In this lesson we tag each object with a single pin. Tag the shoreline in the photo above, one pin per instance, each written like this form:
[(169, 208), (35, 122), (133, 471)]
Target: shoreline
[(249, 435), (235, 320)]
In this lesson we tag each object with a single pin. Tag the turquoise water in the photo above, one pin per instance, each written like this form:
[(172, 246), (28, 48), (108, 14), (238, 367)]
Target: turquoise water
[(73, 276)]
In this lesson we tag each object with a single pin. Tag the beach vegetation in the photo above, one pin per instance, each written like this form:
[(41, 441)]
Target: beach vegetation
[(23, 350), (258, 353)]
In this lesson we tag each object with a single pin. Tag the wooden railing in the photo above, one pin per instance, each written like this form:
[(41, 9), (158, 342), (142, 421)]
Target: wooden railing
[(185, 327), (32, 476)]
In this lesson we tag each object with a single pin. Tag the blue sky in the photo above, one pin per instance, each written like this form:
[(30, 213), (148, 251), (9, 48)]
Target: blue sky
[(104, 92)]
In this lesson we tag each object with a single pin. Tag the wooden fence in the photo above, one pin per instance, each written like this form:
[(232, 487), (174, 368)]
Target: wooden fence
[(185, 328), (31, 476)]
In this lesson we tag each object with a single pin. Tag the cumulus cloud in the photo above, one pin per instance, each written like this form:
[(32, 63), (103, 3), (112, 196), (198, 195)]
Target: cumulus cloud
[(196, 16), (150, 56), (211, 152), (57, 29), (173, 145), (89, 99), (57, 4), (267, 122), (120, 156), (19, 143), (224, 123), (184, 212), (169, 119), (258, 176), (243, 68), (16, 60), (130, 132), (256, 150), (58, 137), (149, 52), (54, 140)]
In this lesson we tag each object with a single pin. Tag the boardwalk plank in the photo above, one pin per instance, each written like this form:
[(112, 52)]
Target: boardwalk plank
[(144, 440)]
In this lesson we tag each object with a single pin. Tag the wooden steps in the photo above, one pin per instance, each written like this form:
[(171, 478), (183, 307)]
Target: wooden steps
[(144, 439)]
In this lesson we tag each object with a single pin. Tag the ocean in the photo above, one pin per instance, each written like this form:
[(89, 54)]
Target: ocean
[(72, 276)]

**What you need to do:**
Rewrite all the records above, replacing "pin" with "marker" everywhere and leaving everything else unchanged.

**Solution to the problem:**
In this lesson we tag each object with a single marker. Tag the shoreline in the photo above, one marker per instance, each written like this form:
[(169, 208), (35, 122), (133, 471)]
Target: shoreline
[(249, 435), (235, 320)]
In this lesson we tag each object with a single marker. Tag the turquoise water in the photo above, one marker per instance, each written like this form:
[(172, 246), (28, 48), (108, 14), (238, 367)]
Target: turquoise water
[(73, 276)]
In this lesson we tag each object with a single marker. Tag the beach vegetation in the photo above, one marker per instance, each written like this form:
[(41, 441)]
Target: beach vegetation
[(23, 350), (258, 353)]
In this lesson we tag each object with a single marker. Tag the wooden railing in the photo above, one marker per instance, each written like this form:
[(41, 9), (158, 342), (142, 421)]
Target: wooden railing
[(185, 327), (32, 476)]
In this lesson we tag each object with a single marker. Tag the blue sky in the photo above, one marker per instance, each written like this form:
[(30, 213), (148, 251), (9, 48)]
Target: blue sky
[(104, 92)]
In this lesson we tag each object with a single marker. Tag the wooden fence in the photo above, one marker per instance, each written like this form:
[(232, 487), (174, 368)]
Target: wooden fence
[(185, 328), (31, 476)]
In this lesson we tag each object with a single marker. Tag the cumulus cloud in the photo above, one marker per instance, each written like this form:
[(32, 63), (103, 3), (112, 196), (198, 195)]
Target: cumulus cloud
[(196, 16), (150, 56), (211, 152), (57, 29), (173, 145), (89, 99), (57, 4), (267, 122), (120, 156), (19, 143), (224, 123), (184, 212), (169, 119), (258, 176), (243, 68), (16, 60), (130, 132), (256, 150), (58, 137), (149, 52), (54, 140)]
In this lesson we tag each object with a single marker. Tag the boardwalk plank in the photo above, one marker per instance, each written like this form:
[(112, 52)]
Target: boardwalk plank
[(144, 440)]
In this lesson we tag each object with a single marker. Tag the wooden steps in the photo above, one marker per instance, each written like this form:
[(171, 478), (183, 307)]
Target: wooden steps
[(144, 439)]
In this lesson we tag each object with a single marker. Tag the ocean in the photo above, one marker per instance, each written like this form:
[(89, 54)]
Target: ocean
[(72, 276)]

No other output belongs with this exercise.